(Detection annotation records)
--- start ---

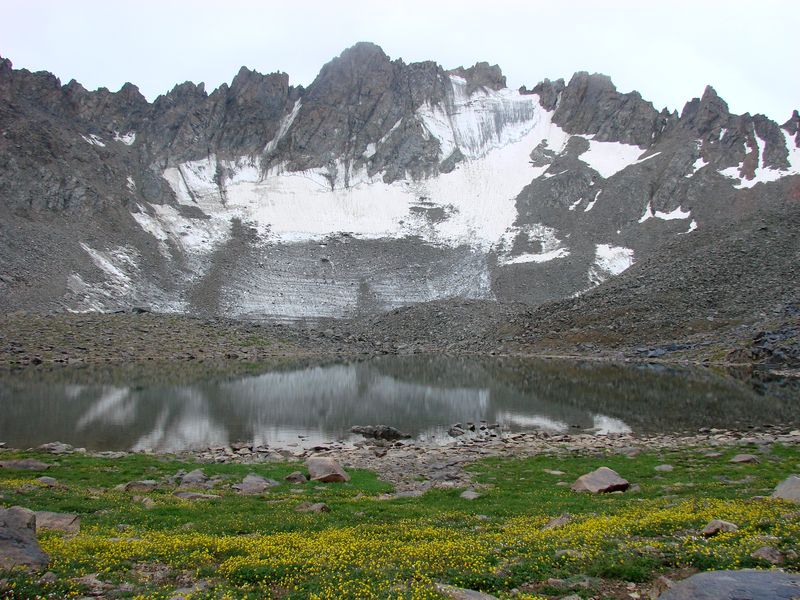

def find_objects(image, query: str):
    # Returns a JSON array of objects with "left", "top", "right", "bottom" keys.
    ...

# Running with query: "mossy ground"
[{"left": 0, "top": 445, "right": 800, "bottom": 598}]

--- end ---

#### [EXERCISE DIRECTIONS]
Please switch every "query" in the records to "prompt" and give them again with nothing else changed, leaving out the pictures.

#### [ANSWER FOR THIS EXERCISE]
def find_objects(image, prompt: str):
    # Returns a JSON array of objects with "left", "top", "right", "bottom" keys.
    ...

# Running with prompt: "mossy ground"
[{"left": 0, "top": 445, "right": 800, "bottom": 598}]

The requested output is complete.